Text to read

--- start ---

Yesterday we detailed how risks to utility operations are rising and, with them, the cost of insurance.
Several utilities are grappling with this problem, particularly in areas that have recently suffered through disasters.
“Insurance rates have gone up and it’s not just wildfires; everything seems to be elevated,” Russell Mills, director of risk management and treasurer at California’s Sacramento Municipal Utility District (SMUD), said.
Historically, SMUD has not made any wildfire claims, but the utility does have some assets in wildfire areas and, more broadly, operates in a region where wildfires are prevalent, and that proximity can affect perceptions of the risks SMUD faces.
In April 2019, Moody’s Investors Service revised its ratings outlook on SMUD’s outstanding revenue bonds to negative from stable to reflect the more challenging operating environment in California resulting from the impact of wildfires. Moody’s revised its rating on SMUD in May 2020, returning the public power utility’s outlook to stable.
The risks were addressed, but the lesson was clear. The risk environment is changing, and it is best to stay ahead of the problem. In returning the outlook to stable, Moody’s cited SMUD’s “comprehensive actions to shield itself from wildfire risk.”
Mills at SMUD said he is seeing premium increases “across the board.” To address that challenge, he said SMUD tries to differentiate its risk profile from that of other utilities when it makes its annual presentation to underwriters and brokers when it comes time to renew its insurance coverages.

--- end ---

Exercise requirements
Please edit the passage on utility insurance, starting at "Yesterday we detailed" and ending at "risks SMUD faces.", so that "catastrophes" takes the place of "disasters". The records after this point are separate material, apart from the passage on utility insurance.

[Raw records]
--- start ---

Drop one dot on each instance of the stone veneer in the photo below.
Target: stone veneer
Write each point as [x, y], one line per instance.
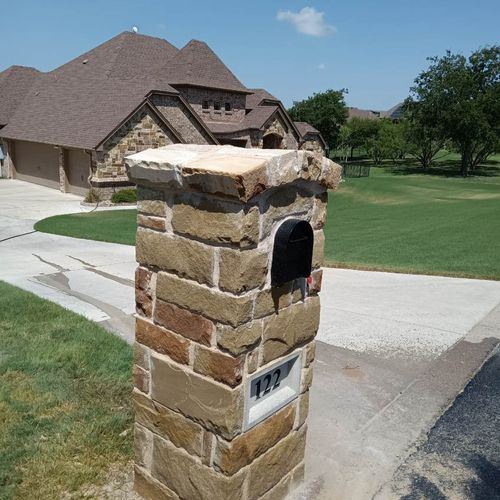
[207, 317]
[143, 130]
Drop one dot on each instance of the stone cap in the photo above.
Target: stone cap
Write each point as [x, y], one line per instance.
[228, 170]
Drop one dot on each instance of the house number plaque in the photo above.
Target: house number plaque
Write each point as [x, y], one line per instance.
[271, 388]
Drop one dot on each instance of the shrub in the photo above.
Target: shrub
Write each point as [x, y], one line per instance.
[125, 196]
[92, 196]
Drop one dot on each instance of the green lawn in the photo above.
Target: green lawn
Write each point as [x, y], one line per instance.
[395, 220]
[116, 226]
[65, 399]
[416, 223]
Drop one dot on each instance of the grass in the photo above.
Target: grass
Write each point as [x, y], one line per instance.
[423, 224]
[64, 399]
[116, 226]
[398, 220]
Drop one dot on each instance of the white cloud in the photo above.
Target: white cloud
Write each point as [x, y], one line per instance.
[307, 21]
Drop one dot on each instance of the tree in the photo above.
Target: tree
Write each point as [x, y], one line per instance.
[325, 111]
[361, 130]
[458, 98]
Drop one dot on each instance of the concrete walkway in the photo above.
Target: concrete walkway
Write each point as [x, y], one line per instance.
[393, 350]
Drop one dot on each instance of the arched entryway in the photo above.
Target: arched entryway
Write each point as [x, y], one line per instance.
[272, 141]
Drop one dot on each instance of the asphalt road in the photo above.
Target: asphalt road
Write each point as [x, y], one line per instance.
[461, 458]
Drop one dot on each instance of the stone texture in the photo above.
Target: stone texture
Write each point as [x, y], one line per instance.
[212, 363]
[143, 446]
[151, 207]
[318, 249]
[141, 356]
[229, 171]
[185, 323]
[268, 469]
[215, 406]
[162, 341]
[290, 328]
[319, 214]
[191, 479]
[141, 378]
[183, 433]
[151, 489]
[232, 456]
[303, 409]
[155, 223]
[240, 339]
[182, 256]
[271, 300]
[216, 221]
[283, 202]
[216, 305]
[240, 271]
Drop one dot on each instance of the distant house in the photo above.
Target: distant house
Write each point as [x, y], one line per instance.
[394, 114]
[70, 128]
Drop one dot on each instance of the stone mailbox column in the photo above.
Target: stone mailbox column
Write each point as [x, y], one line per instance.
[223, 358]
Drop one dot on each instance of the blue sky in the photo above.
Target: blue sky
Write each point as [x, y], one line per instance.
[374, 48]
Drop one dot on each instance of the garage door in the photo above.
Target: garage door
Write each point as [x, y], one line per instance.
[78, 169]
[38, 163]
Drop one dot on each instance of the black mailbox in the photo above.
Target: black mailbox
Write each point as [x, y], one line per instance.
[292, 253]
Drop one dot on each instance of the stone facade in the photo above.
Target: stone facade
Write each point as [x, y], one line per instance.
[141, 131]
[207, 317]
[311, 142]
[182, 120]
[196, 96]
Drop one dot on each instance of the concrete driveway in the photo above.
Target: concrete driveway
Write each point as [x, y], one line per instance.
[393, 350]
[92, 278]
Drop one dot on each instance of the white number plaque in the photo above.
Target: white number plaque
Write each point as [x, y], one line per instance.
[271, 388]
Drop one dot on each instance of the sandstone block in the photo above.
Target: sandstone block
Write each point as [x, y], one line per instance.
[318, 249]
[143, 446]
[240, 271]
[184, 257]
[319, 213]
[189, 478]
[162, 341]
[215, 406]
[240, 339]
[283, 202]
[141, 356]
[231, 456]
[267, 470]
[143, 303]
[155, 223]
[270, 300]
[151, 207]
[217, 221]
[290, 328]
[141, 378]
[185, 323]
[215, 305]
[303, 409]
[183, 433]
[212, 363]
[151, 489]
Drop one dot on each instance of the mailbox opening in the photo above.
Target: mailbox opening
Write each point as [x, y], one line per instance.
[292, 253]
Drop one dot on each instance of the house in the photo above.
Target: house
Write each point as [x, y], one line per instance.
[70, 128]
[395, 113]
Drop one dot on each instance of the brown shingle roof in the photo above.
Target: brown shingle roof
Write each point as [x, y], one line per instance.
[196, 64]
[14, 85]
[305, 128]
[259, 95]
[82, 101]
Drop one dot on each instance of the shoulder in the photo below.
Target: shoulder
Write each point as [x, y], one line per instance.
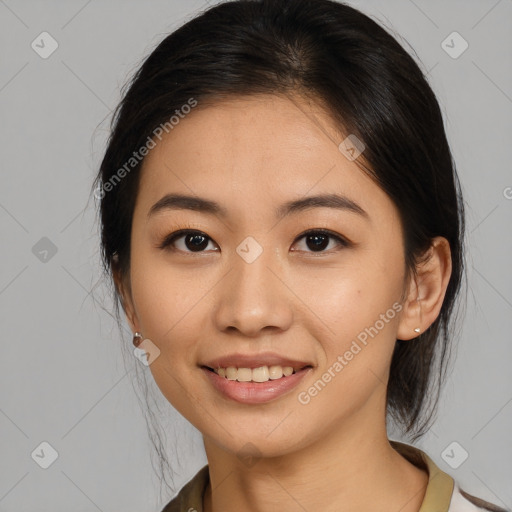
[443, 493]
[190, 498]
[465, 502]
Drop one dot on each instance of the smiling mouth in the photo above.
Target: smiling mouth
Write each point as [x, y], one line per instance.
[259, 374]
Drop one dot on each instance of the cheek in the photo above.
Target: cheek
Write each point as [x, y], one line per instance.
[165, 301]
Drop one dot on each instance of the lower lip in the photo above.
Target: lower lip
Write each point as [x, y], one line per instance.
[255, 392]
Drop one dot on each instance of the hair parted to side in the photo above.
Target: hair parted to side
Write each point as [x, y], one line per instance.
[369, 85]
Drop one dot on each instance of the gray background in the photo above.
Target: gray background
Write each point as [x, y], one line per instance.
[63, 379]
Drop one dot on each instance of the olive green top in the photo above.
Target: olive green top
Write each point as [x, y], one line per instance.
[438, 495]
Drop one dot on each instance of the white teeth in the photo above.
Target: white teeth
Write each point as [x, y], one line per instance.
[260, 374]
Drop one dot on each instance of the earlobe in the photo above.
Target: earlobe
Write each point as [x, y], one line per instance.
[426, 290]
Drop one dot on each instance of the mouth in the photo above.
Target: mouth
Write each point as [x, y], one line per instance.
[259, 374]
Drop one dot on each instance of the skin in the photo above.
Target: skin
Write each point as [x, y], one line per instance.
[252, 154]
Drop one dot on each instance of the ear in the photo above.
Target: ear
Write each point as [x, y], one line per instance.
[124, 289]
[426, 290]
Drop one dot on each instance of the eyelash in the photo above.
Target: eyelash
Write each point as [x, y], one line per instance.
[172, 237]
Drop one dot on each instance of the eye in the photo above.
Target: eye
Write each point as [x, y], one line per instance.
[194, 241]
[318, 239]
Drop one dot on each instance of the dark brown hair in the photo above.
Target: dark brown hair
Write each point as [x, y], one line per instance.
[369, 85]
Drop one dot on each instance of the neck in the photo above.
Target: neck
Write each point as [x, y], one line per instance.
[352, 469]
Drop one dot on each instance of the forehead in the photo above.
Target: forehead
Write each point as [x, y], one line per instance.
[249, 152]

--- end ---
--- start ---

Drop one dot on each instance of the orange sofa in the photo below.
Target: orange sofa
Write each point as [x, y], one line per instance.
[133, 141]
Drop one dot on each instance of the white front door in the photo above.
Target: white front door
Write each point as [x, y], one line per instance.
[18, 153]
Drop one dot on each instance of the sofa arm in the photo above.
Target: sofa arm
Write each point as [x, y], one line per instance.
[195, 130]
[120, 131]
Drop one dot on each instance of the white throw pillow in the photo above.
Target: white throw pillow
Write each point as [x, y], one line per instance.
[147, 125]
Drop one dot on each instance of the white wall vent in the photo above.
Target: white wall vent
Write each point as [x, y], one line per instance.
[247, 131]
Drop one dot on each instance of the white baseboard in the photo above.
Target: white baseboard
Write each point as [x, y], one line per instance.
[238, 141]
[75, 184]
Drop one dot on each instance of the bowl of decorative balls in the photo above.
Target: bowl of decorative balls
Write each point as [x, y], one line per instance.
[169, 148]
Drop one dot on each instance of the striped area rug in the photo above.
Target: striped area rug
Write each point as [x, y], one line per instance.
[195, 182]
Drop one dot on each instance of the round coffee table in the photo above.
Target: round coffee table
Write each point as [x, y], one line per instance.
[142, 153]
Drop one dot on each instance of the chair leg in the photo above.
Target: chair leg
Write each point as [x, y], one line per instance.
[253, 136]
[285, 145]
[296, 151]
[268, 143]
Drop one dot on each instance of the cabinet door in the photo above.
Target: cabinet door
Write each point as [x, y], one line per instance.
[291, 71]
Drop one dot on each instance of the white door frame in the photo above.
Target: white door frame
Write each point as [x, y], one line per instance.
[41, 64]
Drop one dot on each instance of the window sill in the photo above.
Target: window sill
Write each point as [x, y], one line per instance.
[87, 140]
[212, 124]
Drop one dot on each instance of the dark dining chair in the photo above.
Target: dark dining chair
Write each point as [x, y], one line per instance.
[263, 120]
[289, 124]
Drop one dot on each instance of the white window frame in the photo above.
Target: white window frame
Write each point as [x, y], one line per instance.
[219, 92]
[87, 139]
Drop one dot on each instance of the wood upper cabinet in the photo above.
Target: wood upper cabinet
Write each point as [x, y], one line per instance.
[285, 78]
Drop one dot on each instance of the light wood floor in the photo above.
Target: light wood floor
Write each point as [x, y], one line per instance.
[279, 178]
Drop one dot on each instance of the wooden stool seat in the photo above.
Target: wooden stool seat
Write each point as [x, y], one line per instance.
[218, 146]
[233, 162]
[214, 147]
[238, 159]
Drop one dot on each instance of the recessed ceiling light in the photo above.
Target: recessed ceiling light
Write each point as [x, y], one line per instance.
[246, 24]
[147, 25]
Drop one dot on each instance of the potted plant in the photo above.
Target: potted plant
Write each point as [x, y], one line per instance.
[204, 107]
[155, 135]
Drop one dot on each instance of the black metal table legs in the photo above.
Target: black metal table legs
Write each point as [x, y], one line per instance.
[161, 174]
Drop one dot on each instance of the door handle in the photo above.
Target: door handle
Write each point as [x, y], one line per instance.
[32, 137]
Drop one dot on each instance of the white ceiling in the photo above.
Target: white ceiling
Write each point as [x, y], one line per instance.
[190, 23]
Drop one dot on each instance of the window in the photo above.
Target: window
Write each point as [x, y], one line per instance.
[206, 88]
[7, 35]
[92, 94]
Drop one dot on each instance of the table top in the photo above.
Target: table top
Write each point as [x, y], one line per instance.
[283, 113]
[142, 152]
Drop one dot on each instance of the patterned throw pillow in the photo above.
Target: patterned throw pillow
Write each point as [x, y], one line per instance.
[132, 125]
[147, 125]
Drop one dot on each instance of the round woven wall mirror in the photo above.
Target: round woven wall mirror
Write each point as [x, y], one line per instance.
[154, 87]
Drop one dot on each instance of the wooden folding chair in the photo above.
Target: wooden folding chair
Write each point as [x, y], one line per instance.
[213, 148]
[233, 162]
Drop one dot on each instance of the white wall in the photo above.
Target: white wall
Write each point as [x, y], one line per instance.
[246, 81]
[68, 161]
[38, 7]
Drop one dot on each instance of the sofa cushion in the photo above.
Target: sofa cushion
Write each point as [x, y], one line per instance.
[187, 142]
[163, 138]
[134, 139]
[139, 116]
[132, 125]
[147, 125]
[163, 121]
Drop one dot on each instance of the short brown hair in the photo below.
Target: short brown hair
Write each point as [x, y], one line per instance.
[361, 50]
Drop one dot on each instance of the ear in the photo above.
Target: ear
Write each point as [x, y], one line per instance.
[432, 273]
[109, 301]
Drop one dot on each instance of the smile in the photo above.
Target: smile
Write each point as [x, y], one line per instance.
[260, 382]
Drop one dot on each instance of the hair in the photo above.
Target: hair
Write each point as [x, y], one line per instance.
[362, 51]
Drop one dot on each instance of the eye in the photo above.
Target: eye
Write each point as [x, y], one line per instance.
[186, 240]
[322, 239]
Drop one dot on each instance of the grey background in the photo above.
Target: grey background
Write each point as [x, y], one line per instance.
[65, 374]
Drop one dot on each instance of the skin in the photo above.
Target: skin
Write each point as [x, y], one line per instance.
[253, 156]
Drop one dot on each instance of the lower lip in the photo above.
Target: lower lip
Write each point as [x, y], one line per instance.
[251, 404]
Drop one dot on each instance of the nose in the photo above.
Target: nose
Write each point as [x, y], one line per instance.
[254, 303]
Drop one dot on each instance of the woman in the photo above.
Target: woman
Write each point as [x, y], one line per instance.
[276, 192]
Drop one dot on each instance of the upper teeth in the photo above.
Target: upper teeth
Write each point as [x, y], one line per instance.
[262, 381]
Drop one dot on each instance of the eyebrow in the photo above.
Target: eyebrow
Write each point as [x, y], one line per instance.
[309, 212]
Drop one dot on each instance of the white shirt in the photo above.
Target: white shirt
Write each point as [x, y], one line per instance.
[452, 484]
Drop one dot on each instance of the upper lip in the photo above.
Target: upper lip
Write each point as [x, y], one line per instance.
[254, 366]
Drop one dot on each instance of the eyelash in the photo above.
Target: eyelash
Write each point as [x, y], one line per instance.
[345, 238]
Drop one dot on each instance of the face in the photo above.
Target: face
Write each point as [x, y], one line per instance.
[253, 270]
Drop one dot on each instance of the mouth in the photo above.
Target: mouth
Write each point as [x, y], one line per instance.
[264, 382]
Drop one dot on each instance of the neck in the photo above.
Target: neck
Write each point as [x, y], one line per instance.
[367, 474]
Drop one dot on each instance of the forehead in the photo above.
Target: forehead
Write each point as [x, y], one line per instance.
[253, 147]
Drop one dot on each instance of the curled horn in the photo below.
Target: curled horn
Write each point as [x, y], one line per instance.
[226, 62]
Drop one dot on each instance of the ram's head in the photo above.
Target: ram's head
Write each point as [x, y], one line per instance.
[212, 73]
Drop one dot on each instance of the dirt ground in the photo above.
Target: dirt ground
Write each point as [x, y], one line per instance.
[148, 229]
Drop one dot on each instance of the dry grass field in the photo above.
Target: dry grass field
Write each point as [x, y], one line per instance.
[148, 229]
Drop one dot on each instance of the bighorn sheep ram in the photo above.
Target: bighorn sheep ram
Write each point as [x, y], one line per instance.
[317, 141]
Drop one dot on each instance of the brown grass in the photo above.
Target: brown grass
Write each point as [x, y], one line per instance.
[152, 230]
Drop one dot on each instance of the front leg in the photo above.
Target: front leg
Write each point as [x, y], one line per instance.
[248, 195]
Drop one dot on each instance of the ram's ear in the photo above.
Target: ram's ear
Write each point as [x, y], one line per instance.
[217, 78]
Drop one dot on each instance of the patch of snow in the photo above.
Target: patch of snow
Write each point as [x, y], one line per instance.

--- end ---

Task solution
Yesterday we detailed how risks to utility operations are rising and, with them, the cost of insurance.
Several utilities are grappling with this problem, particularly in areas that have recently suffered through catastrophes.
“Insurance rates have gone up and it’s not just wildfires; everything seems to be elevated,” Russell Mills, director of risk management and treasurer at California’s Sacramento Municipal Utility District (SMUD), said.
Historically, SMUD has not made any wildfire claims, but the utility does have some assets in wildfire areas and, more broadly, operates in a region where wildfires are prevalent, and that proximity can affect perceptions of the risks SMUD faces.